§ Tasks to perform:
[a] In the excerpt on Vicia sativa genome evolution, rewrite the paragraph beginning "To identify whole genome duplication events" as a short bulleted list that keeps its main facts.
[b] Output the passage of the excerpt on Vicia sativa genome evolution from "To identify whole" to "site per year.", copied word for word.

§ Excerpt provided:
------------------------------------
To estimate divergence times between V. sativa and other important legume species (Table 10), coding sequences of 64 randomly selected single copy orthologs (see Supplementary File 1 [57]) were aligned using MACSE v1.2 [58]. Low-quality regions of each alignment were trimmed using Trimal v1.4.1 (trimAl, RRID:SCR_017334[59], resulting in high-quality alignments amounting to 139,956 bp. Individual alignments were then imported into Beast v2.6.3 (BEAST2, RRID:SCR_017307[60] for phylogenetic dating. Substitution models were selected using BEAST Model Test [61] for each alignment and were allowed to coalesce using unlinked relaxed log-normal molecular clocks [62]. A calibrated Yule prior [63] was used to inform tree building and speciation with four node calibrations (Table 12). First, a log normal distribution of 89.3 MYA (5% quantile 97.9 million years ago [MYA], median 106 MYA, 95% quantile 121 MYA) [64] was used to inform the root prior (Brassicaceae, Fabaceae split). Three fossil calibrations were then set using CladeAge [65]: (i) Fabaceae (Figure 8 red dot; 65.3 MYA) [66], (ii) Caesalpinioideae (Figure 8 blue dot; 58 MYA) [67, 68], and (iii) Papilionoideae (Figure 8 green dot; 55 MYA) [69]. Furthermore, a net diversification rate was set to 0.1–0.134 to construct a distribution around the literature value of 0.117 [70], turnover rate was set to 0.823–0.883 to construct a distribution around the literature value of 0.853 [70], and sampling rate of 0.000034–0.013 [71] was set to determine CladeAge prior distributions. Final chain length of the Markov Chain Monte Carlo (MCMC; 600 million) was determined through continuous examination of the log file using Tracer until proper mixing was observed. This allowed us to determine a robust estimate for the most common recent ancestor (MRCA) of V. sativa and P. sativum at 10.6 (95% Highest Posterior Density: 9.9–11.4) MYA (Figure 8). Gene family expansion and contraction analysis using CAFE v4.2.1 (Computational Analysis of gene Family Evolution, RRID:SCR_018924[72] with a single 𝜆 revealed 5195 gene families that have undergone gene expansion (3024) or contraction (2171) since the MRCA of V. sativa and A. thaliana (Figure 6C).
Table 12
Fossil records used in divergence time analysis.
NodeDefinitionFossilAge (Ma)
YellowSG BrassicalesFlowers of Dressiantha bicarpellate; USA 89.3
RedSG LeguminosaeSeedpods and leaflets; USA 65.3
BlueSG CaesalpinioideaeBipinnate leaves; Colombia 58
GreenSG PapilionoideaeFlowers of Barnebyanthus buchananensis; USA 55
Figure 8.
Divergence time estimation for Vicia sativa and other species. The node labels show the 95% Highest Posterior Density of species divergence time. Units shown on the scale bar are million years ago. Yellow, red, blue and green dots correspond to fossil calibration points.
To identify whole genome duplication events (WGD), WGDI v0.5.1 [73] was used to identify gene collinearity between V. sativa, M. truncatula and P. vulgaris. The Ks (synonymous substitutions per synonymous site) value was calculated based on the identified collinearity gene to construct a frequency distribution map. The Ks distribution indicated that V. sativa, M. truncatula and P. vulgaris share the same ancestral WGD event. The estimated time of this WGD event (∼58 MYA) [74] and the corresponding Ks value (∼0.93, Figure 6D) reveal that the average mutation rate of V. sativa genome is 8.02 ×10−9 per site per year.
------------------------------------
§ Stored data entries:

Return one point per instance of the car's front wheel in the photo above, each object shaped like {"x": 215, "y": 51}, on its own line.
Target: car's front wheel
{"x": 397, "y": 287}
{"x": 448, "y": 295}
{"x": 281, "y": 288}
------------------------------------
§ Numbered answers:
[a]
- WGDI v0.5.1 was used to identify gene collinearity between V. sativa, M. truncatula and P. vulgaris.
- Ks (synonymous substitutions per synonymous site) values were calculated from the collinear genes to build a frequency distribution map.
- The Ks distribution showed that all three species share the same ancestral whole genome duplication (WGD) event.
- That event's estimated time (∼58 MYA) and its Ks value (∼0.93) give an average mutation rate for the V. sativa genome of 8.02 ×10−9 per site per year.

[b]
To identify whole genome duplication events (WGD), WGDI v0.5.1 [73] was used to identify gene collinearity between V. sativa, M. truncatula and P. vulgaris. The Ks (synonymous substitutions per synonymous site) value was calculated based on the identified collinearity gene to construct a frequency distribution map. The Ks distribution indicated that V. sativa, M. truncatula and P. vulgaris share the same ancestral WGD event. The estimated time of this WGD event (∼58 MYA) [74] and the corresponding Ks value (∼0.93, Figure 6D) reveal that the average mutation rate of V. sativa genome is 8.02 ×10−9 per site per year.